╭─ Input records

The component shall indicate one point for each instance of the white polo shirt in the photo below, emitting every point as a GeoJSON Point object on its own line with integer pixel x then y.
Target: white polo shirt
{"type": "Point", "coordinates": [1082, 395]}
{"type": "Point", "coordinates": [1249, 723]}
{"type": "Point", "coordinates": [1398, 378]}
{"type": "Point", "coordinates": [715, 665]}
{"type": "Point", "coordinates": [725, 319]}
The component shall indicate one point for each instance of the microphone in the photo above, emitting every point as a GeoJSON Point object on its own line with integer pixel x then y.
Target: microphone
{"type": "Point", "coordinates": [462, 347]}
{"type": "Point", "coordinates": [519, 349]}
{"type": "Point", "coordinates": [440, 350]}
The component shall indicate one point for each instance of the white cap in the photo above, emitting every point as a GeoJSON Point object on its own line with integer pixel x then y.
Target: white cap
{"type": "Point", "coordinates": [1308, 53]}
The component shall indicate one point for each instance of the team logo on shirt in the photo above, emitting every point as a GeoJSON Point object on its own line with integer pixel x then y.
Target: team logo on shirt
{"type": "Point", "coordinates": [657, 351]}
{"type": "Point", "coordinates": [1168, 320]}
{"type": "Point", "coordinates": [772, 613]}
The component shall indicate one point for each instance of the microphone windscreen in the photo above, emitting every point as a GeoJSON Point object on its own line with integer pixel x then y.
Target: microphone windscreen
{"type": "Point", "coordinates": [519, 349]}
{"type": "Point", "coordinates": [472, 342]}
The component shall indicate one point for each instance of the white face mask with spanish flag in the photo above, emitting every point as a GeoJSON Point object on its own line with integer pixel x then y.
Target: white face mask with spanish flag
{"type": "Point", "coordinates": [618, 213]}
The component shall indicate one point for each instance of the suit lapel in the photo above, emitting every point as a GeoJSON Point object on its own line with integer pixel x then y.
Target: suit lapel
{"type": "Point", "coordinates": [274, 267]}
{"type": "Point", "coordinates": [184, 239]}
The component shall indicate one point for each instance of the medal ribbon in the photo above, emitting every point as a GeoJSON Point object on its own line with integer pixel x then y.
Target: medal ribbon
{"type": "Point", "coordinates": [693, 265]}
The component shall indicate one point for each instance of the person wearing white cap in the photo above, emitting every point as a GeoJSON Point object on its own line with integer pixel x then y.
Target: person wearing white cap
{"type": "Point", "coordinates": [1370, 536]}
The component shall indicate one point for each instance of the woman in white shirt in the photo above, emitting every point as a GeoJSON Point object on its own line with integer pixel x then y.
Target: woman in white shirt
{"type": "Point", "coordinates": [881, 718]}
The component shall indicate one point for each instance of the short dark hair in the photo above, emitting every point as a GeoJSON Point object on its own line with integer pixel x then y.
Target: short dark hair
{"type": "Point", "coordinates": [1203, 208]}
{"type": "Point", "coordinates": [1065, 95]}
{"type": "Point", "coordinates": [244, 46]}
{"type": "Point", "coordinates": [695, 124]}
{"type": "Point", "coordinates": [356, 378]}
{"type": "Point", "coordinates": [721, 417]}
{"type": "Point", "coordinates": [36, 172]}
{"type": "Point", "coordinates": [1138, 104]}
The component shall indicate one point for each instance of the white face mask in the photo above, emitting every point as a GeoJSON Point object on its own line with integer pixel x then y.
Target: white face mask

╰─

■ Exercise details: Transcribe each entry precisely, missing none.

■ Solution:
The component shall indicate one point for each instance of the white polo shirt in the photo below, emitting every point as a GeoJSON Point object on its own line with integer pixel x then y.
Target: white polo shirt
{"type": "Point", "coordinates": [1082, 395]}
{"type": "Point", "coordinates": [1249, 723]}
{"type": "Point", "coordinates": [1398, 378]}
{"type": "Point", "coordinates": [715, 665]}
{"type": "Point", "coordinates": [725, 319]}
The component shall indicate one point for each instance of the microphone in the photo above, emitting every point as a GeoJSON Point object on its own line with integer pixel x then y.
Target: microphone
{"type": "Point", "coordinates": [462, 347]}
{"type": "Point", "coordinates": [519, 349]}
{"type": "Point", "coordinates": [440, 350]}
The component shall indicate one point for each instance of the white cap in the photo above, emitting every point as a GeoJSON Point object on its own line with integer pixel x then y.
Target: white cap
{"type": "Point", "coordinates": [1308, 53]}
The component shall indicate one point for each instance of the team logo on shirt in the photo above, emitting every point as a GeoJSON Point object on its own line with integer pixel x then y.
Target: team logo on shirt
{"type": "Point", "coordinates": [657, 351]}
{"type": "Point", "coordinates": [1168, 320]}
{"type": "Point", "coordinates": [772, 613]}
The component shall indicate one point for each instance of the microphone windscreen in the photo above, emitting every point as a GeoJSON Point object on its own line with integer pixel x then y.
Target: microphone windscreen
{"type": "Point", "coordinates": [519, 349]}
{"type": "Point", "coordinates": [472, 342]}
The component shall indicate one point for each instance of the white face mask with spanish flag in the photo above, emitting every point as a GeoJSON Point object on its own line with integer pixel x then y.
Target: white face mask with spanish flag
{"type": "Point", "coordinates": [618, 213]}
The component shall indicate one point for each instance of the suit lapel in the photo above, emitting every point as a GeoJSON Point object on its own line with integer pixel x then y.
Target: suit lapel
{"type": "Point", "coordinates": [274, 267]}
{"type": "Point", "coordinates": [184, 239]}
The component shall indicate one point for each instance of the medal ribbon in the photo above, emitting every point as a GeoJSON Point object on its own line with integer pixel x then y.
Target: medal ribbon
{"type": "Point", "coordinates": [693, 265]}
The component shall indicate one point for each instance of the person wearing white cap in the photo above, emitting every point as a GeoJSON Point object on its own line with integer pixel x then y.
Target: person wearing white cap
{"type": "Point", "coordinates": [1370, 536]}
The component shall indicate one point for each instance of the woman in white shirt in the photo above, emitting every point as a GeoJSON Point object on its own line with integer pixel x then y.
Target: woman in white shirt
{"type": "Point", "coordinates": [881, 718]}
The component shall indicate one point for each instance of the short dark hair in the photo above, emitting every point as a GeoJSON Point object on its own line with integer pixel x then y.
Target: short dark hair
{"type": "Point", "coordinates": [1203, 208]}
{"type": "Point", "coordinates": [1065, 95]}
{"type": "Point", "coordinates": [244, 46]}
{"type": "Point", "coordinates": [695, 124]}
{"type": "Point", "coordinates": [356, 378]}
{"type": "Point", "coordinates": [721, 417]}
{"type": "Point", "coordinates": [36, 172]}
{"type": "Point", "coordinates": [1138, 104]}
The component shall indicate one point for each instance of the white face mask in the photo above, emitting every point as a GeoJSON Point object on its own line with integer pixel x then y.
Target: white face mask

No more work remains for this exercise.